KUTIPAN TEKS:

►

Warga Tolak Uang Kerohiman, Minta Ganti Rugi yang Adil atas Dampak Proyek Terowongan Samarinda

Dua warga Kelurahan Sungai Dama, Nurhayati (kanan) dan Susilawati (kiri), yang rumahnya terdampak akibat adanya proyek Terowongan Samarinda. Keduanya termasuk di antara tujuh warga yang menolak uang kompensasi dari Pemkot Samarinda. (Foto: Ree/Kaltimetam.id)

Samarinda, Kaltimetam.id – Proyek pembangunan terowongan bawah tanah di Kota Samarinda masih menyisakan polemik. Setelah pelaksanaan uji kekuatan struktur tanah atau Pile Driving Analyzer (PDA) Test pada Rabu malam lalu (15/10/2025) di kawasan Sungai Dama, Kecamatan Samarinda Ilir, sejumlah rumah warga di sekitar lokasi outlet terowongan dilaporkan mengalami retakan serius. Getaran dari alat berat yang digunakan dalam pengujian diduga menjadi penyebab utama kerusakan pada bangunan tersebut.

◄

INSTRUKSI TERTULIS 1: Tuliskan kembali entri mulai dari baris yang memuat "Please point out the brown" sampai akhir entri, dengan mengganti "photograph" menjadi "picture" tanpa mengubah bagian lain. Jangan sertakan gambar dalam jawaban.

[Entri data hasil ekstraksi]
►

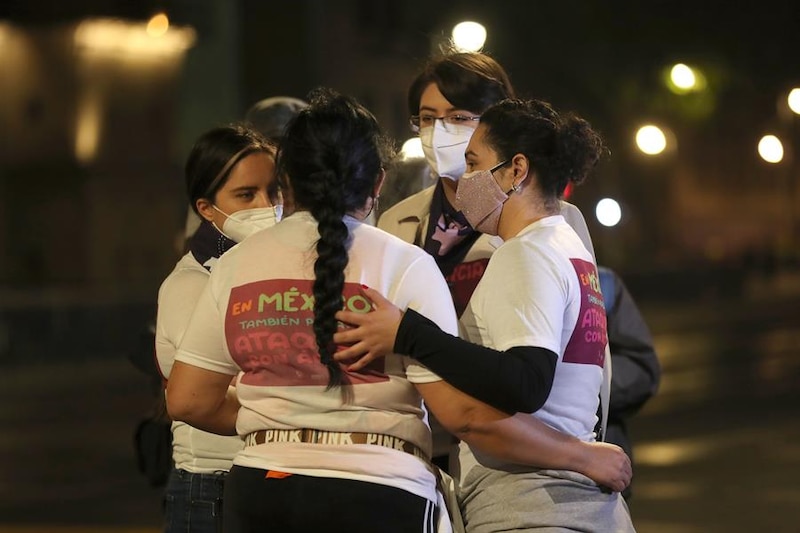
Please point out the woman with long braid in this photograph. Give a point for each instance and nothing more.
(325, 448)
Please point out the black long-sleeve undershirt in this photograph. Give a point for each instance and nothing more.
(517, 380)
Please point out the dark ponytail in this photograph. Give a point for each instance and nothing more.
(332, 154)
(562, 149)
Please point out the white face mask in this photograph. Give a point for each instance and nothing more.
(244, 223)
(445, 150)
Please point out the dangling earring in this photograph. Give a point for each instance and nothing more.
(372, 206)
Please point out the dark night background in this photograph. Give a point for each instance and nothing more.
(93, 139)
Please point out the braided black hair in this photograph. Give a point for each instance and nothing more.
(332, 154)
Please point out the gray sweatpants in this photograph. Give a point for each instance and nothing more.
(543, 500)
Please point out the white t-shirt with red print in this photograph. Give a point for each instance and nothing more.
(255, 318)
(541, 289)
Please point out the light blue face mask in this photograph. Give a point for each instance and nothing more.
(242, 224)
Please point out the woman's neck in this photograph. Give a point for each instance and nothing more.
(449, 186)
(520, 211)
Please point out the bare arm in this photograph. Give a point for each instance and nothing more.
(523, 439)
(202, 399)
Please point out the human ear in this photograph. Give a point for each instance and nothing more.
(205, 209)
(520, 167)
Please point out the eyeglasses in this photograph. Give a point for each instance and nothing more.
(452, 123)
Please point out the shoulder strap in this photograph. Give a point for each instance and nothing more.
(607, 287)
(608, 290)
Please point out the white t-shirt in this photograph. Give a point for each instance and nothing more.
(193, 450)
(541, 289)
(256, 316)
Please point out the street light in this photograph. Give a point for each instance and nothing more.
(770, 148)
(683, 79)
(794, 100)
(651, 139)
(469, 36)
(608, 212)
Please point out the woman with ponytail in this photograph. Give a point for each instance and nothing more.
(327, 449)
(536, 323)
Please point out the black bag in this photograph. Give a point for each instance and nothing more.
(152, 441)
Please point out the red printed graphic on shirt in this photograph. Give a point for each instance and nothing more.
(463, 280)
(588, 341)
(269, 333)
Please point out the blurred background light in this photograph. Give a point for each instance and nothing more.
(683, 76)
(794, 100)
(469, 36)
(651, 140)
(158, 25)
(608, 212)
(412, 149)
(113, 36)
(683, 79)
(770, 148)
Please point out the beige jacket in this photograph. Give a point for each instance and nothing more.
(409, 220)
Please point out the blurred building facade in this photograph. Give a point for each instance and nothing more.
(96, 125)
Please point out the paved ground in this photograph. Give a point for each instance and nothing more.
(717, 450)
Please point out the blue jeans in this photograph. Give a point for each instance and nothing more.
(193, 502)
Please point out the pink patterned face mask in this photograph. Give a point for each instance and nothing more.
(480, 199)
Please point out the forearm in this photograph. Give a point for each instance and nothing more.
(523, 439)
(202, 399)
(518, 379)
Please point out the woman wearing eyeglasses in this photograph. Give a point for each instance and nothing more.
(446, 100)
(535, 325)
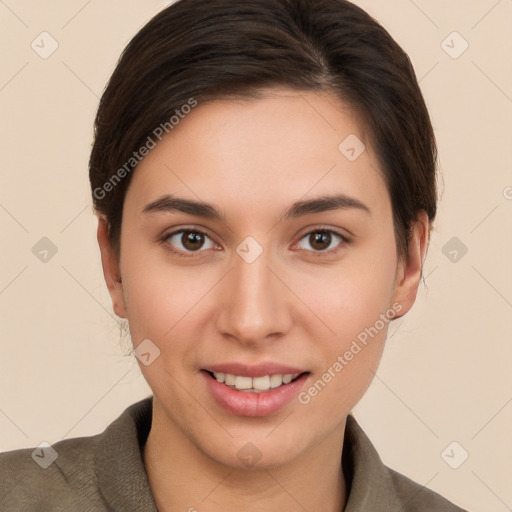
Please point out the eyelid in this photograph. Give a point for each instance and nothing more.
(164, 239)
(345, 239)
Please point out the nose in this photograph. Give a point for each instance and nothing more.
(254, 306)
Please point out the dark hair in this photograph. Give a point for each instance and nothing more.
(198, 50)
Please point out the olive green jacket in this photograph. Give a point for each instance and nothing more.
(106, 472)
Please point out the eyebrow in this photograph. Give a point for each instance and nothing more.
(169, 203)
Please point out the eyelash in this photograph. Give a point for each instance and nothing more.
(191, 254)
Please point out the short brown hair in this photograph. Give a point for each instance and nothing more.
(218, 48)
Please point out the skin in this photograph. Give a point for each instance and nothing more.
(299, 303)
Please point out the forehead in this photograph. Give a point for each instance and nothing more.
(253, 154)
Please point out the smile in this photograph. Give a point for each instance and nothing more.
(254, 384)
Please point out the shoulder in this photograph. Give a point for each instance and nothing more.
(99, 472)
(418, 498)
(44, 478)
(374, 486)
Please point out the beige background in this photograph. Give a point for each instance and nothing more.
(446, 373)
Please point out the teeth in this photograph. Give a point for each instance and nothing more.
(256, 384)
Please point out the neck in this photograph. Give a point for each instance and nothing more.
(182, 477)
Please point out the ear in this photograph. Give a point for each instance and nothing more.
(111, 269)
(409, 270)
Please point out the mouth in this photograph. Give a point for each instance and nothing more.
(260, 384)
(254, 391)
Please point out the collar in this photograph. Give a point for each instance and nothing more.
(124, 483)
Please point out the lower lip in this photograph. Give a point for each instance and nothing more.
(243, 403)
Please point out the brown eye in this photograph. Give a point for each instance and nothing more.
(188, 240)
(322, 240)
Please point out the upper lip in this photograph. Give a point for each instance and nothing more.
(257, 370)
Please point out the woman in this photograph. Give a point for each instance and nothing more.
(264, 175)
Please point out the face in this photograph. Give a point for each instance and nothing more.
(252, 246)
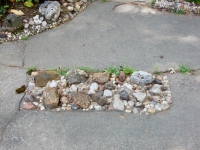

◄

INSTRUKSI TERTULIS 2: Sebutkan semua wilayah administratif yang dalam artikel tentang proyek Terowongan Samarinda ditulis beserta jenjangnya (kelurahan, kecamatan, atau kota).

JAWABAN AKHIR 1:
Please point out the brown eye in this picture. Give a point for each instance and nothing more.
(188, 240)
(322, 240)
Please point out the upper lip in this picture. Give a point for each instance and nothing more.
(257, 370)
Please point out the woman in this picture. Give a point for each instance and nothing more.
(264, 175)
Please point out the face in this picture. Give a point for each instance and nothing more.
(252, 246)

JAWABAN AKHIR 2:
Kelurahan Sungai Dama
Kecamatan Samarinda Ilir
Kota Samarinda